## begin Supplied material
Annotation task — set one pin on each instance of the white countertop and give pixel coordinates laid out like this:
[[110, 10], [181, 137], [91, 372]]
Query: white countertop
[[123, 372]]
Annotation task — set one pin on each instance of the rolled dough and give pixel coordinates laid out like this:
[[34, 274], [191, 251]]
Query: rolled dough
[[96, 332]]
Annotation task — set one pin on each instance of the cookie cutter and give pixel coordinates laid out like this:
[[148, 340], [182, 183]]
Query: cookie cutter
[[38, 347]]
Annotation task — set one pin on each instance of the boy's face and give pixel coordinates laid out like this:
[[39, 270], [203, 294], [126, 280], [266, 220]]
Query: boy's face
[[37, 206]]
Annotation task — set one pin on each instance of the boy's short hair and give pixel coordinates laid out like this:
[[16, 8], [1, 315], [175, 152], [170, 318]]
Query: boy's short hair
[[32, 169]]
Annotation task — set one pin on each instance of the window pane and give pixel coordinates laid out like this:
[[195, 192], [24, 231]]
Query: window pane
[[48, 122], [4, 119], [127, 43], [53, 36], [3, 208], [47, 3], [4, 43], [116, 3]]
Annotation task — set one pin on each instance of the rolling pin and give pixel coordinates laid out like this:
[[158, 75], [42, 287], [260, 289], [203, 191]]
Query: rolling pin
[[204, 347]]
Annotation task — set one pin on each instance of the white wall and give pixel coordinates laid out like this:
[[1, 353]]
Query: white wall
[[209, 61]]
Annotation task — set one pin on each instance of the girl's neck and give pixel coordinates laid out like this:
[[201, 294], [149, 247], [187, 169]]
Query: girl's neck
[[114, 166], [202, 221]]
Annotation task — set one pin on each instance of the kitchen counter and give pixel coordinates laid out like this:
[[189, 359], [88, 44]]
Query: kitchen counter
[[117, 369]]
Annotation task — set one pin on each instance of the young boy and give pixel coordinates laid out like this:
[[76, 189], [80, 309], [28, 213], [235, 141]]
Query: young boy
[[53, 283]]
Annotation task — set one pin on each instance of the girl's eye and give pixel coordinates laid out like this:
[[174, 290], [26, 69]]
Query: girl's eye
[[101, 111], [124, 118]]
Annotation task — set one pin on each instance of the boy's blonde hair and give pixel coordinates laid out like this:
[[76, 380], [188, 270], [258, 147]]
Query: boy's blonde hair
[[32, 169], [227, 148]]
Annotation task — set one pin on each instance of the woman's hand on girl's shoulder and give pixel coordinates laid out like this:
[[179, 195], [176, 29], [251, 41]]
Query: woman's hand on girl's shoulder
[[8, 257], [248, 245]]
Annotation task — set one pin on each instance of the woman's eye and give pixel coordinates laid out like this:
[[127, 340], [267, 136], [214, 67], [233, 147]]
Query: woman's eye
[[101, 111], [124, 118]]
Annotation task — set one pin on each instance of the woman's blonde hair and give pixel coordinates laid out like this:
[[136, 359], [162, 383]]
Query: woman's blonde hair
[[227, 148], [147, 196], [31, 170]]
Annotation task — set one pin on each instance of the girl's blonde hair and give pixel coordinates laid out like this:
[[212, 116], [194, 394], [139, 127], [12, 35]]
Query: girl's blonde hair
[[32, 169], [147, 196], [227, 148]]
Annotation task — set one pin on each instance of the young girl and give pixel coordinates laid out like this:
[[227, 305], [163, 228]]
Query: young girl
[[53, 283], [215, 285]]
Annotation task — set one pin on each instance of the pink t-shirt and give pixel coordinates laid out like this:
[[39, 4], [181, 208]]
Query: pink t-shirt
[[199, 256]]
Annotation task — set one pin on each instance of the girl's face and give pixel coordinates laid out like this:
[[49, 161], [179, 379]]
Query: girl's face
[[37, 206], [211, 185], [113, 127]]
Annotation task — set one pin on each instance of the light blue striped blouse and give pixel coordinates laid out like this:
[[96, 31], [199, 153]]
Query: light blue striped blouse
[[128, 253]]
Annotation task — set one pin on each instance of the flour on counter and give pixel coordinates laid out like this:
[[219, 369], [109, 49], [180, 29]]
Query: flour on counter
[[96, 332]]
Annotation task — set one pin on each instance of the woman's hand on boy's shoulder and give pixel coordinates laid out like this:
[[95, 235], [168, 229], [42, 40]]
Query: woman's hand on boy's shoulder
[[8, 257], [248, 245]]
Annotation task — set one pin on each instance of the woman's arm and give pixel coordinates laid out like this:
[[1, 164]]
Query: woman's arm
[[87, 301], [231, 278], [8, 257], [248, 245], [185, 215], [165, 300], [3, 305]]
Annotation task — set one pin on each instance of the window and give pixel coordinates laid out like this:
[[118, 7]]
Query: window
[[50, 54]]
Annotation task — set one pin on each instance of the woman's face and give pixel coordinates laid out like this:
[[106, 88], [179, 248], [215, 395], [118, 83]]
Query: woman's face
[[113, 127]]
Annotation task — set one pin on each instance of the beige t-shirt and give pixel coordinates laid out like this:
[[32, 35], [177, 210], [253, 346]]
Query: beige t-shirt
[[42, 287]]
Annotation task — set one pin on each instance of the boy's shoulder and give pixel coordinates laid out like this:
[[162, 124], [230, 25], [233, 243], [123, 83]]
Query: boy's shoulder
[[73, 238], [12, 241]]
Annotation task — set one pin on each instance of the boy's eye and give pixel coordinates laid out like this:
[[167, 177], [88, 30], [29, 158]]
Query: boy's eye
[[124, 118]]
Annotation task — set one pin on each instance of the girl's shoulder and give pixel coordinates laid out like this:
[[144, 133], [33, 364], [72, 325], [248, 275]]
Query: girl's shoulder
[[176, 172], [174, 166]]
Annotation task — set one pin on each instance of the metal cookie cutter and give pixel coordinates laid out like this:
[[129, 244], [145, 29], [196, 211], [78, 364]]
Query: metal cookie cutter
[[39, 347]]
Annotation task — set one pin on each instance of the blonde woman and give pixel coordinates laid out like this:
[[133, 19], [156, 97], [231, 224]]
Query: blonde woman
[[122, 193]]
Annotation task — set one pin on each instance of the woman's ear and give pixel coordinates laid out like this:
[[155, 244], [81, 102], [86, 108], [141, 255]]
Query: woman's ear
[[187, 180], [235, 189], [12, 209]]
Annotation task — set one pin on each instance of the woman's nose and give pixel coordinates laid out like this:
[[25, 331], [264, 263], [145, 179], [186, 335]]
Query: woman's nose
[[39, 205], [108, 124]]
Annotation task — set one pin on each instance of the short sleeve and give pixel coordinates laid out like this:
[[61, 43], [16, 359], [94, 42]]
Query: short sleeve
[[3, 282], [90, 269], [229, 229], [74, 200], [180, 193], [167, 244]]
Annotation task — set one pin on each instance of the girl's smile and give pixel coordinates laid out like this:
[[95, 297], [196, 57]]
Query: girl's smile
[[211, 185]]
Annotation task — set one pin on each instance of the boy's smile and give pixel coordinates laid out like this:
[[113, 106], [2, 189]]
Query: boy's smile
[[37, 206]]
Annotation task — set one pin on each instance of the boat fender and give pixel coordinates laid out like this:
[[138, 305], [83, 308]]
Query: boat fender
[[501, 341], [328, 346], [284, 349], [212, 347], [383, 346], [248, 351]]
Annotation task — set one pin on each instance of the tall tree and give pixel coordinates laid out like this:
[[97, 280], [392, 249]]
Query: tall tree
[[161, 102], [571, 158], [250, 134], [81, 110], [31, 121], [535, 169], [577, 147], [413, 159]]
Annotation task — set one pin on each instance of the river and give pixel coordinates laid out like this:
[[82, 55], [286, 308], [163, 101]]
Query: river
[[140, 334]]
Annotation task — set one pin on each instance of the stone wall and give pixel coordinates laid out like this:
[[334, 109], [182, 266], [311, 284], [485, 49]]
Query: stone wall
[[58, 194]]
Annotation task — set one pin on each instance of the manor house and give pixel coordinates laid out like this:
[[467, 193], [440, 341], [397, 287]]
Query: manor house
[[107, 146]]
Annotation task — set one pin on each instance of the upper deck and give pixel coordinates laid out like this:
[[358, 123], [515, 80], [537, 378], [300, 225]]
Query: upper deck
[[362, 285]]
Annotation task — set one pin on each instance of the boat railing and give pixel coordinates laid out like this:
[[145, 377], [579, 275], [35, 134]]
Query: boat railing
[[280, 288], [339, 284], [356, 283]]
## end Supplied material
Problem: In the listing, reproduce word for word everything from the line containing "the window and" down to the line containing "[[113, 127]]", including both of those lines.

Correct result:
Annotation task — set one pin on each instance of the window and give pixel coordinates laid out like this:
[[118, 7]]
Query: window
[[50, 54]]
Annotation task — set one pin on each instance of the woman's face and give pixel coordinates laid out like this:
[[106, 88], [179, 248], [215, 395], [118, 83]]
Query: woman's face
[[113, 127]]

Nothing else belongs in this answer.